• DATASET RECORDS:
____________

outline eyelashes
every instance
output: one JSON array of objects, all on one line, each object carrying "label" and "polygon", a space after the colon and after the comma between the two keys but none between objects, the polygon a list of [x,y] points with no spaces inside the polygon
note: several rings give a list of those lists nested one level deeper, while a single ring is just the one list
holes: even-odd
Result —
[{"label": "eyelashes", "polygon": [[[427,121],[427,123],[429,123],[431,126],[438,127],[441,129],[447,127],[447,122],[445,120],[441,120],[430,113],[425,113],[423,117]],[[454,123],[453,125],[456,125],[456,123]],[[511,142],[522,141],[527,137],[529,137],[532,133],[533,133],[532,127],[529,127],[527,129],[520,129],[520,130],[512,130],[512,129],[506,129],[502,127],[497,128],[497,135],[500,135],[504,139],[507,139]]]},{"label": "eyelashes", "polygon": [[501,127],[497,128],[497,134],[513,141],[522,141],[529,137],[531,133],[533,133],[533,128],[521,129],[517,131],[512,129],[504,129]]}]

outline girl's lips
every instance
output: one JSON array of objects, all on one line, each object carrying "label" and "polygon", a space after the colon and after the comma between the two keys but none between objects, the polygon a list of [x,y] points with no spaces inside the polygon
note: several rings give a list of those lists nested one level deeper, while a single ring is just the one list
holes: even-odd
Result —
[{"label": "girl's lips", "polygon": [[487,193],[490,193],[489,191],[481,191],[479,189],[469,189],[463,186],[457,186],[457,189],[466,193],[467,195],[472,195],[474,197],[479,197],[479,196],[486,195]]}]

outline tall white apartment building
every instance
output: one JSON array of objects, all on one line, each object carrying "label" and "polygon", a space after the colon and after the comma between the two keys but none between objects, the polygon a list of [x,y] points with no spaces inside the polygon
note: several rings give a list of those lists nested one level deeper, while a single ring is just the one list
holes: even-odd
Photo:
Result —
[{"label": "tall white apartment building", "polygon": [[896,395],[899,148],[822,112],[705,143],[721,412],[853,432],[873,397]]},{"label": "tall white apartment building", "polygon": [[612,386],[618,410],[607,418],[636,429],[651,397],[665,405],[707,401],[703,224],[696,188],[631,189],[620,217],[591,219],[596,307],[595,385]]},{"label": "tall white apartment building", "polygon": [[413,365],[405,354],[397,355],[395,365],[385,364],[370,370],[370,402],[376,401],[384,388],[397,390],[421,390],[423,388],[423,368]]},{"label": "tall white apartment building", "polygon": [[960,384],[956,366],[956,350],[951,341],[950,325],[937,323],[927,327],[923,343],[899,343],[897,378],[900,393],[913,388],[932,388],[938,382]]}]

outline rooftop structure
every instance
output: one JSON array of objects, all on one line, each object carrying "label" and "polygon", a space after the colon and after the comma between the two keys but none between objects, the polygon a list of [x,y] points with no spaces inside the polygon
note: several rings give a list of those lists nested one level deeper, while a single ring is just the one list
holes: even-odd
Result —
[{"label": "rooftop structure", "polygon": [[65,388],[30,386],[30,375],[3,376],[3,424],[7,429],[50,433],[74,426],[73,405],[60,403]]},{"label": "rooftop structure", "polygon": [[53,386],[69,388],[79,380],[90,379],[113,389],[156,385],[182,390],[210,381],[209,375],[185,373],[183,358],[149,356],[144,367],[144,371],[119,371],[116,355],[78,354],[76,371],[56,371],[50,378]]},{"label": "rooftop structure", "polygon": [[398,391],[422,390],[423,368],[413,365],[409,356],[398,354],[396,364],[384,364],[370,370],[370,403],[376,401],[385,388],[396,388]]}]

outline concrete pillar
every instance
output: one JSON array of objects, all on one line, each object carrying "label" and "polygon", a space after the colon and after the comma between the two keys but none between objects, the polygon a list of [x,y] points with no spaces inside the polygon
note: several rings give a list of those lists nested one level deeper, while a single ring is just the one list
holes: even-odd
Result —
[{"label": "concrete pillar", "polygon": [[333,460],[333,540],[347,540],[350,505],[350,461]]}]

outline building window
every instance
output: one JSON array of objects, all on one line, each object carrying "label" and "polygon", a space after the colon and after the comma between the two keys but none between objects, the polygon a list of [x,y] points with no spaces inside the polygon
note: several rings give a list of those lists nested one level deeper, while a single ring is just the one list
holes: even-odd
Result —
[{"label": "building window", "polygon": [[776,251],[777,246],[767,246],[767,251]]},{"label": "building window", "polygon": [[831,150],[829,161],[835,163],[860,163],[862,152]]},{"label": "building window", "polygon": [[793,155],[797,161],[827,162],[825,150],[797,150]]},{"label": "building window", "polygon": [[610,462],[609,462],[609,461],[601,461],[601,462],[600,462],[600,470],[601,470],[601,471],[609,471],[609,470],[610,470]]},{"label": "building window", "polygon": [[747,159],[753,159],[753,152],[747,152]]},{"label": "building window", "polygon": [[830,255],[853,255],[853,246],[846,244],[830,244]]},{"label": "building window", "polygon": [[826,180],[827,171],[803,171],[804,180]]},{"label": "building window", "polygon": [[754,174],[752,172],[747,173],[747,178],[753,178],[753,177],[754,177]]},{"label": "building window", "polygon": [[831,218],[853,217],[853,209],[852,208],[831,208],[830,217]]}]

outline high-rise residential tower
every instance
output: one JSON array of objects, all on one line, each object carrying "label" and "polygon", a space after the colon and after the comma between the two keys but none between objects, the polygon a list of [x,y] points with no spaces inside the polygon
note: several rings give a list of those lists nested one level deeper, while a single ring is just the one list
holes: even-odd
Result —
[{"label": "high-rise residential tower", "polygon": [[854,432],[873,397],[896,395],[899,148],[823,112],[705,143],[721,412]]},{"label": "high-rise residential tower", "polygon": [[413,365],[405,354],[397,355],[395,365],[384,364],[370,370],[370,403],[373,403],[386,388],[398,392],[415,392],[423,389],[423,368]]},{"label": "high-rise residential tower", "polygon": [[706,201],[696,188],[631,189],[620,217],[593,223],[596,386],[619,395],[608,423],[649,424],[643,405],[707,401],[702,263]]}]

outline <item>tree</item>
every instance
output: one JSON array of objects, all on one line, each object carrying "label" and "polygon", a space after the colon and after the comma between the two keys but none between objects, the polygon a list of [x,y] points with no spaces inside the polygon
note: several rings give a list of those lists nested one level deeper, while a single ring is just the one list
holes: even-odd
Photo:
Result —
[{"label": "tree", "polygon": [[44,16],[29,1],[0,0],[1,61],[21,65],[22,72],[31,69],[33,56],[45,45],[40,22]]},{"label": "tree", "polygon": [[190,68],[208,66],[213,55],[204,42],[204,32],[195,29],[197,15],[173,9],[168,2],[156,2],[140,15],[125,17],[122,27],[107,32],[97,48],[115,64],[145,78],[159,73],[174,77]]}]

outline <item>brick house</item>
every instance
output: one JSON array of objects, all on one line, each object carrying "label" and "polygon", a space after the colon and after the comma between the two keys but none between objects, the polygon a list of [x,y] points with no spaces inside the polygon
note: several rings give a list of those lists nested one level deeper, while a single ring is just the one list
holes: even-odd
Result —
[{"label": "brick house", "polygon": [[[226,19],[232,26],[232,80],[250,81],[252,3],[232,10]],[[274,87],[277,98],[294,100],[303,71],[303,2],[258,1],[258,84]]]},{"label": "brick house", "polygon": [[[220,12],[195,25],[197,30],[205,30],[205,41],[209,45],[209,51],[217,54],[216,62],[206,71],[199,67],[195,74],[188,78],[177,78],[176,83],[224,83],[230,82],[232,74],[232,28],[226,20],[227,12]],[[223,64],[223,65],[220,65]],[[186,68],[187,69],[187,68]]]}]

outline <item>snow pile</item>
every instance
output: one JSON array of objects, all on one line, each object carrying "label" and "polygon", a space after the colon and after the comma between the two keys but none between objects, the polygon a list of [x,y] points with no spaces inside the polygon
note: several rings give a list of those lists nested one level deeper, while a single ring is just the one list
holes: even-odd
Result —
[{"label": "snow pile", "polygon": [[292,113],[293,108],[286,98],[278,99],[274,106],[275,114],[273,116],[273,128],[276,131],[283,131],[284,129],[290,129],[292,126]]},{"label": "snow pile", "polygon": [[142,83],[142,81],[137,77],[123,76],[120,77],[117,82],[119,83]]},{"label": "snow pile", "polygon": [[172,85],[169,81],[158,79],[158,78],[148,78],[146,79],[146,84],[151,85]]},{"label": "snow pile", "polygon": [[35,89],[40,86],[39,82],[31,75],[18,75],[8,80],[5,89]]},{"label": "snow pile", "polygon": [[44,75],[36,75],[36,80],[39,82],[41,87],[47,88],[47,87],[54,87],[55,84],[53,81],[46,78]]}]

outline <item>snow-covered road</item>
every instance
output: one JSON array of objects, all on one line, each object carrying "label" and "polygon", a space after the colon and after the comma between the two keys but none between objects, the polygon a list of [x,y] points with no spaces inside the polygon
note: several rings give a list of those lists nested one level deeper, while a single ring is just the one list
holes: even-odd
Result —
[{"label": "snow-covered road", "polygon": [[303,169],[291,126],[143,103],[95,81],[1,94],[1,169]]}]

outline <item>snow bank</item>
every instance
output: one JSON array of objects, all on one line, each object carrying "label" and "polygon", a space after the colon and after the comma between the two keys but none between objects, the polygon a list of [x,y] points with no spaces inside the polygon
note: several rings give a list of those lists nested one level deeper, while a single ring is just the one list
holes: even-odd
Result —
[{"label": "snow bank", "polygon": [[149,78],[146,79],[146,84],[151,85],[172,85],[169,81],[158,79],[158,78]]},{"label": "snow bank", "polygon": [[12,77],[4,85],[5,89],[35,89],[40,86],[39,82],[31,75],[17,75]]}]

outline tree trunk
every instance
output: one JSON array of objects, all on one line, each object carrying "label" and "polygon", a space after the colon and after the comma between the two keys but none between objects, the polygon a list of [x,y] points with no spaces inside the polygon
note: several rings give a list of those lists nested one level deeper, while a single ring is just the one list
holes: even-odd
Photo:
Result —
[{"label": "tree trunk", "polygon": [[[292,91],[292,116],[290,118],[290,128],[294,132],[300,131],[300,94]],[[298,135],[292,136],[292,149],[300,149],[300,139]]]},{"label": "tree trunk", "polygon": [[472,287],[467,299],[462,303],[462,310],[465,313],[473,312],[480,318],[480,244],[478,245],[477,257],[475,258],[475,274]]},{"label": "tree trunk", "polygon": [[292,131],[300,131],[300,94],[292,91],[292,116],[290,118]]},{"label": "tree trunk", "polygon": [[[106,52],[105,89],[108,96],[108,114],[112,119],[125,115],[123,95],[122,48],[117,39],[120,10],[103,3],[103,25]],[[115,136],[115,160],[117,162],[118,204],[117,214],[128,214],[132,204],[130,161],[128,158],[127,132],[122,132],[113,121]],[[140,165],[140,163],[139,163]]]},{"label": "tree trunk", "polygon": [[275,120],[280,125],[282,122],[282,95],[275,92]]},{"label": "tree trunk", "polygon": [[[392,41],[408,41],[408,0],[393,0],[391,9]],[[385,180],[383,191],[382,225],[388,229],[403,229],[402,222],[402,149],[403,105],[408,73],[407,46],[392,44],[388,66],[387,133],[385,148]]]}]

____________

• WHAT IS EXPECTED: Tally up the lines holding the string "item" in this listing, and report the total alone.

• YOUR SOLUTION: 5